Problem requirements:
In the response, each entry below should appear again exactly as given.

[Start of section]

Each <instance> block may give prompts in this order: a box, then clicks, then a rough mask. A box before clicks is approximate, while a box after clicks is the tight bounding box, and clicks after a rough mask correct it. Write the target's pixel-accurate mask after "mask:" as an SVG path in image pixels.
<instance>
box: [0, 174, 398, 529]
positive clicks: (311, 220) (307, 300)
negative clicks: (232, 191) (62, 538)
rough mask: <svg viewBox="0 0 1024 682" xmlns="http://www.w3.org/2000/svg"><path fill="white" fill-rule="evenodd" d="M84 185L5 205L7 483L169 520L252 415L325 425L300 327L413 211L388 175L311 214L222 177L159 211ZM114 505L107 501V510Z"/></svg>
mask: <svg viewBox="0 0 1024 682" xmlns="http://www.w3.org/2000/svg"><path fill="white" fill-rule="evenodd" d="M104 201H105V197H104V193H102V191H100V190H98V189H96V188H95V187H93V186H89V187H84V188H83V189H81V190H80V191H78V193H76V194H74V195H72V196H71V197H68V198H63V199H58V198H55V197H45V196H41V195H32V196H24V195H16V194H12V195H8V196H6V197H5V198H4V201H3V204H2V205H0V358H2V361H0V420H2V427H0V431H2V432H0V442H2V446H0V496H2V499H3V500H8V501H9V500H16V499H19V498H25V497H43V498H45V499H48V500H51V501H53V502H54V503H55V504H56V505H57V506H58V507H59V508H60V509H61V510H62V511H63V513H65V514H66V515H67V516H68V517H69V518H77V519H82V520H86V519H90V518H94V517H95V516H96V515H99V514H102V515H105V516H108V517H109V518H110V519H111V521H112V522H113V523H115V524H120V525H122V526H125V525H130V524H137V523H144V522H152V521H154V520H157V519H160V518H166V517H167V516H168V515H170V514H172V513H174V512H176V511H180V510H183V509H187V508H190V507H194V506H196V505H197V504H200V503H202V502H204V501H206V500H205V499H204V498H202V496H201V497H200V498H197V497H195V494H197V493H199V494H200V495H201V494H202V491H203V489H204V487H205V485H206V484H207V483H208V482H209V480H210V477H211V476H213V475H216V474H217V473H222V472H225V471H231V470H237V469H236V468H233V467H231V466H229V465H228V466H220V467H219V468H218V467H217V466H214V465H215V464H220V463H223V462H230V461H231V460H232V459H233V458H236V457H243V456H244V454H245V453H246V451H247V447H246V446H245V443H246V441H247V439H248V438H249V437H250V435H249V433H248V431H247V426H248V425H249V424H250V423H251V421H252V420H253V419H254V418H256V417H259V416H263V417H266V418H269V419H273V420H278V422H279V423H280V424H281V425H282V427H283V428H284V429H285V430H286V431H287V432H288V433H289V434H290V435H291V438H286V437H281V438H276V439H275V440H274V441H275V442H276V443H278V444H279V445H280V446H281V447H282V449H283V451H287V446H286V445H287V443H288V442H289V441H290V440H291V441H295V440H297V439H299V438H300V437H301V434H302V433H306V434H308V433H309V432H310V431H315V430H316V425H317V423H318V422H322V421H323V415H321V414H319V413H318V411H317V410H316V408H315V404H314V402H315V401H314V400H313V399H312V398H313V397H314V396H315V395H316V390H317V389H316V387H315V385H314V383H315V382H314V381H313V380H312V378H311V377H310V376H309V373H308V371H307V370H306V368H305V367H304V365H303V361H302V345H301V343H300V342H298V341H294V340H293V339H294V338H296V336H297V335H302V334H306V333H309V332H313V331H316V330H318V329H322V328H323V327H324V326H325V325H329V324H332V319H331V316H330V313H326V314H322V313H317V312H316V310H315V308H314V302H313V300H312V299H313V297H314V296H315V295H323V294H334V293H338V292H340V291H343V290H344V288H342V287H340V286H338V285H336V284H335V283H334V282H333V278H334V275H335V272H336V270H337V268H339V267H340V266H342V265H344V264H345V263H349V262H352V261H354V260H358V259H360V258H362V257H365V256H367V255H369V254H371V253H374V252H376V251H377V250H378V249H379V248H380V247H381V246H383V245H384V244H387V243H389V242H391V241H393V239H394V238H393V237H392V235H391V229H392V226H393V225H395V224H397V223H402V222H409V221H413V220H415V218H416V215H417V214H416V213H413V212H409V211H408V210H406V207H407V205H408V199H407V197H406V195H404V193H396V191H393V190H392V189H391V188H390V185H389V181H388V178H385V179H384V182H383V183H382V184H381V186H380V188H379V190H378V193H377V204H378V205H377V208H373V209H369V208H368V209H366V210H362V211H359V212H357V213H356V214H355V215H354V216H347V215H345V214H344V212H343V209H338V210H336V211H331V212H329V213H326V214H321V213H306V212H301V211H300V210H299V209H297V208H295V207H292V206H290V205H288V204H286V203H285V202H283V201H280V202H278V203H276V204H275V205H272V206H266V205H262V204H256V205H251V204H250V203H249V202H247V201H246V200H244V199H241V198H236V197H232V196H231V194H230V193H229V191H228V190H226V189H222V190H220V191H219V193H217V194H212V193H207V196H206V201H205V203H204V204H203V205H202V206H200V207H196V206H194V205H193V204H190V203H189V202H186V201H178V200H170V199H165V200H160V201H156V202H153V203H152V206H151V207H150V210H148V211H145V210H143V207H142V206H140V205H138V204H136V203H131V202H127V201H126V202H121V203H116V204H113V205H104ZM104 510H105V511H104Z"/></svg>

[End of section]

Task solution:
Each <instance> block may give prompts in this order: a box, then clicks, then a rough mask. A box before clicks is approximate, while a box after clicks is the tight bounding box, and clicks after a rough mask correct it. Write the target's pixel-accurate mask after "mask:" as an SVG path in image pixels.
<instance>
box: [0, 174, 398, 529]
positive clicks: (311, 220) (307, 300)
negative clicks: (232, 191) (62, 538)
rough mask: <svg viewBox="0 0 1024 682" xmlns="http://www.w3.org/2000/svg"><path fill="white" fill-rule="evenodd" d="M84 185L5 205L7 483L169 520L252 415L325 425L300 327L413 211L388 175L311 214L222 177L159 211ZM114 505L107 501V510Z"/></svg>
mask: <svg viewBox="0 0 1024 682" xmlns="http://www.w3.org/2000/svg"><path fill="white" fill-rule="evenodd" d="M104 201H105V197H104V193H102V191H100V190H98V189H96V188H95V187H93V186H89V187H84V188H83V189H81V190H80V191H78V193H76V194H74V195H72V196H71V197H68V198H63V199H58V198H55V197H45V196H41V195H32V196H24V195H16V194H12V195H8V196H6V197H5V198H4V201H3V204H2V205H0V358H2V361H0V420H2V427H0V431H2V432H0V442H2V446H0V496H2V499H3V500H8V501H9V500H16V499H19V498H25V497H43V498H45V499H48V500H51V501H53V502H54V503H55V504H56V505H57V506H58V507H59V508H60V509H61V510H62V511H63V513H65V514H66V515H67V516H68V517H69V518H77V519H82V520H86V519H90V518H94V517H95V516H96V515H99V514H102V515H105V516H108V517H109V518H110V519H111V521H112V522H113V523H115V524H120V525H122V526H125V525H130V524H137V523H144V522H152V521H154V520H157V519H160V518H166V517H167V516H168V515H170V514H172V513H174V512H176V511H180V510H183V509H187V508H190V507H194V506H196V505H197V504H200V503H202V502H204V501H206V500H205V499H204V498H202V496H201V497H200V498H197V497H195V494H197V493H199V494H200V495H201V494H202V491H203V489H204V487H205V485H206V484H207V483H208V482H209V480H210V477H211V476H213V475H216V474H217V473H222V472H225V471H231V470H237V469H236V468H233V467H231V466H229V465H228V466H220V467H219V468H218V467H217V466H214V465H215V464H220V463H223V462H230V461H231V460H232V459H233V458H236V457H243V456H244V454H245V453H246V451H247V447H246V446H245V443H246V441H247V439H248V438H249V437H250V435H249V433H248V431H247V426H248V425H249V424H250V423H251V421H252V420H253V419H254V418H256V417H259V416H263V417H266V418H269V419H273V420H278V422H279V423H280V424H281V425H282V427H283V428H284V429H285V430H286V431H287V432H288V433H289V434H290V435H291V438H286V437H281V438H276V439H275V440H274V441H275V442H276V443H278V444H279V445H280V446H281V447H282V449H283V451H287V446H286V445H287V443H288V442H289V441H290V440H291V441H295V440H297V439H299V438H300V437H301V434H302V433H306V434H308V433H309V432H310V431H315V430H316V425H317V423H318V422H322V421H323V415H321V414H319V413H318V411H317V410H316V408H315V404H314V402H315V401H314V400H313V399H312V398H313V397H314V396H315V395H316V390H317V389H316V387H315V385H314V383H315V382H314V381H313V380H312V378H311V377H310V376H309V373H308V371H307V370H306V368H305V367H304V365H303V361H302V345H301V343H300V342H298V341H294V340H293V339H294V338H296V336H297V335H302V334H306V333H309V332H313V331H316V330H318V329H322V328H323V327H324V326H325V325H329V324H332V319H331V316H330V313H326V314H322V313H317V312H316V310H315V308H314V302H313V300H312V299H313V297H314V296H315V295H323V294H334V293H338V292H340V291H343V290H344V288H342V287H340V286H338V285H336V284H335V283H334V282H333V278H334V275H335V272H336V270H337V268H339V267H340V266H342V265H344V264H345V263H349V262H352V261H354V260H358V259H360V258H362V257H365V256H367V255H369V254H371V253H374V252H376V251H377V250H378V249H379V248H380V247H381V246H383V245H384V244H387V243H389V242H391V241H393V239H394V238H393V237H392V235H391V229H392V226H393V225H395V224H397V223H402V222H409V221H413V220H415V218H416V215H417V214H416V213H413V212H409V211H408V210H406V207H407V205H408V199H407V197H406V195H404V193H396V191H393V190H392V189H391V188H390V185H389V181H388V178H385V179H384V182H383V183H382V184H381V186H380V188H379V190H378V193H377V204H378V205H377V208H373V209H369V208H368V209H366V210H362V211H359V212H357V213H356V214H355V215H354V216H347V215H345V214H344V212H343V209H338V210H336V211H331V212H329V213H326V214H321V213H306V212H301V211H300V210H299V209H297V208H295V207H292V206H290V205H288V204H286V203H285V202H283V201H280V202H278V203H276V204H275V205H272V206H266V205H262V204H256V205H251V204H250V203H249V202H247V201H246V200H244V199H241V198H236V197H232V196H231V194H230V193H229V191H228V190H226V189H222V190H220V191H219V193H217V194H212V193H207V196H206V201H205V203H204V204H203V205H202V206H200V207H196V206H194V205H193V204H190V203H189V202H186V201H178V200H170V199H165V200H160V201H156V202H153V203H152V206H151V207H150V210H148V211H145V210H143V207H142V206H140V205H138V204H136V203H131V202H127V201H126V202H121V203H116V204H113V205H104ZM104 510H105V511H104Z"/></svg>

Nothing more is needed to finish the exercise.